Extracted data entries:
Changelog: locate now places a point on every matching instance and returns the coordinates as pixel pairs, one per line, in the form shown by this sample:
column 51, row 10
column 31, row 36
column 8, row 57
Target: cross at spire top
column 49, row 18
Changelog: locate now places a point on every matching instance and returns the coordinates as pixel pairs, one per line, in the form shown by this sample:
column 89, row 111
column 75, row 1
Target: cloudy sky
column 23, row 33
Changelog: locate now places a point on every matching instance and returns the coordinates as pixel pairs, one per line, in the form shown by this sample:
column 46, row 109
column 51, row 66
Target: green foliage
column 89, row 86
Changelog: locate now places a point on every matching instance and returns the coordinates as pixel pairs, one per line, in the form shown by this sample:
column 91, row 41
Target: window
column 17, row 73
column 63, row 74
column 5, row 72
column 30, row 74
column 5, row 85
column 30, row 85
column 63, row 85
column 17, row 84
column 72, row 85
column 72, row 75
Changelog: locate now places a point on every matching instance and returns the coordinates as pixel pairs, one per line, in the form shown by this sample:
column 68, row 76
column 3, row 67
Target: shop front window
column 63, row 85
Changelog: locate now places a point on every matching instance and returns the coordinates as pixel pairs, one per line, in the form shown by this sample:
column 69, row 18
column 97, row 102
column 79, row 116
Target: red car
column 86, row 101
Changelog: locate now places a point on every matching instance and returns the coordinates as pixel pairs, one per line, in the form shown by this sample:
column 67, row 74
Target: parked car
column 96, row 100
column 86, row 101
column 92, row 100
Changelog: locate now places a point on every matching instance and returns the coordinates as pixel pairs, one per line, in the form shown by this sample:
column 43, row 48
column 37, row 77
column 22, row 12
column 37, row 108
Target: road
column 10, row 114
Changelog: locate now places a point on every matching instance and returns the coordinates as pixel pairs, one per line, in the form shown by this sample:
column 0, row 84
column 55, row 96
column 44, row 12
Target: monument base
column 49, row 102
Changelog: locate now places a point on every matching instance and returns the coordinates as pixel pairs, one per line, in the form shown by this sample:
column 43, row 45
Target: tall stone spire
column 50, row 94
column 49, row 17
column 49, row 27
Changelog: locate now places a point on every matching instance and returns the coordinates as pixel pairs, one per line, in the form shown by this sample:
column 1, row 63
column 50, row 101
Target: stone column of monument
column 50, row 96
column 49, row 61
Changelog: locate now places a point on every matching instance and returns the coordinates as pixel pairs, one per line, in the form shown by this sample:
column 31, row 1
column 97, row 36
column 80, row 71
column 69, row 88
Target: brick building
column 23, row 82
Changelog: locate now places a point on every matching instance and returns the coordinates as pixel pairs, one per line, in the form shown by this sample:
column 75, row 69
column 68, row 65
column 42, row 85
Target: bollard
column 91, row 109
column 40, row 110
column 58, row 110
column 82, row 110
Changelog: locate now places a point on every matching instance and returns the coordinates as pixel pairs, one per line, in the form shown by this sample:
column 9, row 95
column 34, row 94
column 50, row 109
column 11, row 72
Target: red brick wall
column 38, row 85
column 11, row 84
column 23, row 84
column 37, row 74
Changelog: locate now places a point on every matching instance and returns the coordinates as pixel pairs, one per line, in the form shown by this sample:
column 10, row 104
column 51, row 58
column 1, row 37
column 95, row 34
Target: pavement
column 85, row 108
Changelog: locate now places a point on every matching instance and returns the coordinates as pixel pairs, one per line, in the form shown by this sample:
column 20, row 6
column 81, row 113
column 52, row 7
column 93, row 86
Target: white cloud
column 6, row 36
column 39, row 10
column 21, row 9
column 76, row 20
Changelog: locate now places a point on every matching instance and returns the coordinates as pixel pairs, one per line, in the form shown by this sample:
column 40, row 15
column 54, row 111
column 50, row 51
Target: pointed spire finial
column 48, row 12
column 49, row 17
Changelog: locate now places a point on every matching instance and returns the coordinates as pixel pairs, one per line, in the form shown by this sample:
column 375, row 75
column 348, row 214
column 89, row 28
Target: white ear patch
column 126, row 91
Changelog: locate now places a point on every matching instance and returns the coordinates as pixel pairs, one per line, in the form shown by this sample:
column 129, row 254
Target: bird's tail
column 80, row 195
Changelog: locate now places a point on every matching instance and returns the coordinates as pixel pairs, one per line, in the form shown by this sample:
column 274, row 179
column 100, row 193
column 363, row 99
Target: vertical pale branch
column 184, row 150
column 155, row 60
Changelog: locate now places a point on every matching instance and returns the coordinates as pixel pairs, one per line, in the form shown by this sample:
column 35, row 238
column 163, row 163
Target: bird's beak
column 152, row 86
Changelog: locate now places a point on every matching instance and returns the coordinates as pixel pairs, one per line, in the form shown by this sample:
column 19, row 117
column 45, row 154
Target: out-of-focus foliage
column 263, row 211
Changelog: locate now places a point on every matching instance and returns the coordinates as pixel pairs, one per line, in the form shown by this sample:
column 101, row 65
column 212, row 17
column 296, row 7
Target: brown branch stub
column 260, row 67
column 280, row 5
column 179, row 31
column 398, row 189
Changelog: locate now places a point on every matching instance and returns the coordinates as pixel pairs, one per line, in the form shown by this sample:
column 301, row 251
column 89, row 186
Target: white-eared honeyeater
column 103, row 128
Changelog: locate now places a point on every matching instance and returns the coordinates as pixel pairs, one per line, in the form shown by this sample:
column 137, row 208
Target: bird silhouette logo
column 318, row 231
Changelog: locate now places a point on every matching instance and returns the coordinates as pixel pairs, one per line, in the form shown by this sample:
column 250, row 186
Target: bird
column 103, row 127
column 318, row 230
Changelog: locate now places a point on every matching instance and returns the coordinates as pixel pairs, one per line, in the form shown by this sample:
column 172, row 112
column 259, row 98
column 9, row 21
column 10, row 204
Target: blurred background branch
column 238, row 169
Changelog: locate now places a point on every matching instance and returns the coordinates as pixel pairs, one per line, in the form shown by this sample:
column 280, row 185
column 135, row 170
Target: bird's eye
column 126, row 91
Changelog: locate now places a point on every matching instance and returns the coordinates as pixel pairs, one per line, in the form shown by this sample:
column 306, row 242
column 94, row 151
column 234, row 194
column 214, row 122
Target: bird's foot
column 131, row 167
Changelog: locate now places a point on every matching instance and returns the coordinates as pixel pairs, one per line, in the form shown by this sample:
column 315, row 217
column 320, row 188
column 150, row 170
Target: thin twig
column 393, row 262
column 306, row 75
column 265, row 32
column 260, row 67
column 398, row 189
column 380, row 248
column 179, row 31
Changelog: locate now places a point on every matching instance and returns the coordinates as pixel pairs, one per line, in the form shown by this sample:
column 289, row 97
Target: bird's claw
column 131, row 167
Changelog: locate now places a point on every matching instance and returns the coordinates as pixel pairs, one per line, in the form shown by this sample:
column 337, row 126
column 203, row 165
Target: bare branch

* **What this task involves**:
Your task is to repeat every entry exactly.

* **Written solution**:
Changelog: locate now places a point on every matching instance and returns the coordinates as pixel pairs, one per line, in the form shown by this sample:
column 51, row 10
column 31, row 36
column 8, row 57
Target: cross at spire top
column 49, row 18
Changelog: locate now places a point on every matching instance and returns the coordinates as pixel pairs, one per line, in the form shown by this sample:
column 89, row 111
column 75, row 1
Target: cloudy sky
column 23, row 33
Changelog: locate now places a point on every matching instance and returns the coordinates as pixel pairs, one per line, in the form shown by this sample:
column 46, row 109
column 51, row 66
Target: green foliage
column 89, row 86
Changelog: locate now places a point on every matching instance and returns the coordinates as pixel pairs, one per line, in the form shown by this sample:
column 91, row 41
Target: window
column 17, row 73
column 63, row 74
column 5, row 72
column 30, row 74
column 5, row 85
column 30, row 85
column 63, row 85
column 17, row 84
column 72, row 85
column 72, row 75
Changelog: locate now places a point on every matching instance and returns the coordinates as pixel pairs, one per line, in the form shown by this sample:
column 68, row 76
column 3, row 67
Target: shop front window
column 63, row 85
Changelog: locate now places a point on every matching instance and returns the coordinates as pixel pairs, one per line, in the form shown by this sample:
column 69, row 18
column 97, row 102
column 79, row 116
Target: red car
column 86, row 101
Changelog: locate now places a point on every matching instance and returns the coordinates as pixel pairs, one per line, in the form shown by this sample:
column 67, row 74
Target: parked car
column 96, row 100
column 86, row 101
column 92, row 100
Changelog: locate now places a point on every matching instance and returns the coordinates as pixel pairs, one per line, in the form shown by this sample:
column 43, row 48
column 37, row 77
column 22, row 12
column 37, row 108
Target: road
column 10, row 114
Changelog: locate now places a point on every matching instance and returns the coordinates as pixel pairs, one per line, in the form shown by this sample:
column 0, row 84
column 55, row 96
column 44, row 12
Target: monument base
column 49, row 102
Changelog: locate now places a point on every matching instance and returns the coordinates as pixel pairs, one per line, in the form shown by this sample:
column 43, row 45
Target: tall stone spire
column 50, row 94
column 49, row 17
column 49, row 27
Changelog: locate now places a point on every matching instance and returns the coordinates as pixel pairs, one per line, in the form shown by this sample:
column 1, row 63
column 50, row 101
Target: stone column of monument
column 50, row 96
column 49, row 61
Changelog: locate now places a point on every matching instance and returns the coordinates as pixel pairs, one per line, in the form shown by this sample:
column 31, row 1
column 97, row 36
column 80, row 71
column 69, row 88
Target: brick building
column 23, row 82
Changelog: locate now places a point on every matching instance and returns the coordinates as pixel pairs, one per line, in the form shown by this sample:
column 75, row 69
column 68, row 65
column 42, row 85
Target: bollard
column 91, row 109
column 40, row 110
column 58, row 110
column 82, row 110
Changelog: locate now places a point on every matching instance and returns the coordinates as pixel pairs, one per line, in the form shown by this sample:
column 9, row 95
column 34, row 94
column 50, row 109
column 11, row 72
Target: red brick wall
column 38, row 85
column 11, row 84
column 23, row 84
column 37, row 74
Changelog: locate now places a point on every matching instance and returns the coordinates as pixel pairs, one per line, in the form shown by this sample:
column 10, row 104
column 51, row 58
column 1, row 37
column 95, row 34
Target: pavement
column 85, row 108
Changelog: locate now places a point on every matching instance and returns the coordinates as pixel pairs, one per line, in the form shown by this sample:
column 20, row 6
column 81, row 113
column 52, row 7
column 93, row 86
Target: white cloud
column 6, row 36
column 39, row 10
column 21, row 9
column 76, row 20
Changelog: locate now places a point on every matching instance and returns the coordinates as pixel pairs, one per line, in the form shown by this sample:
column 40, row 15
column 54, row 111
column 50, row 51
Target: pointed spire finial
column 48, row 12
column 49, row 17
Changelog: locate now places a point on every matching instance and returns the coordinates as pixel pairs, one per line, in the form shown by this sample:
column 375, row 75
column 348, row 214
column 89, row 28
Target: white ear patch
column 126, row 91
Changelog: locate now places a point on every matching instance and returns the coordinates as pixel pairs, one per line, in the form shown by this sample:
column 129, row 254
Target: bird's tail
column 80, row 195
Changelog: locate now places a point on every matching instance and returns the coordinates as pixel pairs, one per line, in the form shown by this sample:
column 274, row 179
column 100, row 193
column 363, row 99
Target: vertical pale branch
column 184, row 150
column 155, row 60
Changelog: locate now places a point on every matching instance and returns the coordinates as pixel pairs, one per line, in the form shown by this sample:
column 35, row 238
column 163, row 163
Target: bird's beak
column 152, row 86
Changelog: locate now places a point on every matching instance and returns the coordinates as pixel pairs, one per line, in the form shown by this sample:
column 19, row 117
column 45, row 154
Target: out-of-focus foliage
column 263, row 211
Changelog: locate now places a point on every matching instance and returns the coordinates as pixel pairs, one per line, in the form shown by this sample:
column 101, row 65
column 212, row 17
column 296, row 7
Target: brown branch stub
column 260, row 67
column 280, row 5
column 179, row 31
column 398, row 189
Changelog: locate now places a point on every matching instance and returns the coordinates as pixel pairs, one per line, in the form shown by this sample:
column 301, row 251
column 89, row 186
Target: white-eared honeyeater
column 103, row 128
Changelog: locate now places a point on every matching instance and returns the coordinates as pixel pairs, one per line, in the form shown by this sample:
column 137, row 208
Target: bird silhouette logo
column 318, row 231
Changelog: locate now places a point on every matching instance and returns the coordinates as pixel pairs, one per line, in the form shown by this sample:
column 250, row 186
Target: bird
column 103, row 127
column 318, row 230
Changelog: locate now places a point on every matching instance and returns the coordinates as pixel pairs, one per line, in the form shown by this sample:
column 172, row 112
column 259, row 98
column 9, row 21
column 10, row 204
Target: blurred background branch
column 238, row 169
Changelog: locate now places a point on every matching instance and returns the coordinates as pixel pairs, one per line, in the form shown by this sample:
column 280, row 185
column 135, row 170
Target: bird's eye
column 126, row 91
Changelog: locate now places a point on every matching instance and returns the coordinates as pixel pairs, one per line, in the form shown by this sample:
column 306, row 242
column 94, row 151
column 234, row 194
column 214, row 122
Target: bird's foot
column 131, row 167
Changelog: locate now places a point on every matching instance and returns the coordinates as pixel pairs, one per line, in the form shown by this sample:
column 315, row 217
column 320, row 188
column 150, row 170
Target: thin twig
column 393, row 262
column 306, row 75
column 265, row 32
column 260, row 67
column 398, row 189
column 380, row 248
column 179, row 31
Changelog: locate now places a point on every matching instance and returns the coordinates as pixel pairs, one per line, in the form shown by this sample:
column 289, row 97
Target: bird's claw
column 131, row 167
Changelog: locate now places a point on every matching instance and returns the coordinates as pixel pairs, one per line, in the form shown by this sample:
column 337, row 126
column 203, row 165
Target: bare branch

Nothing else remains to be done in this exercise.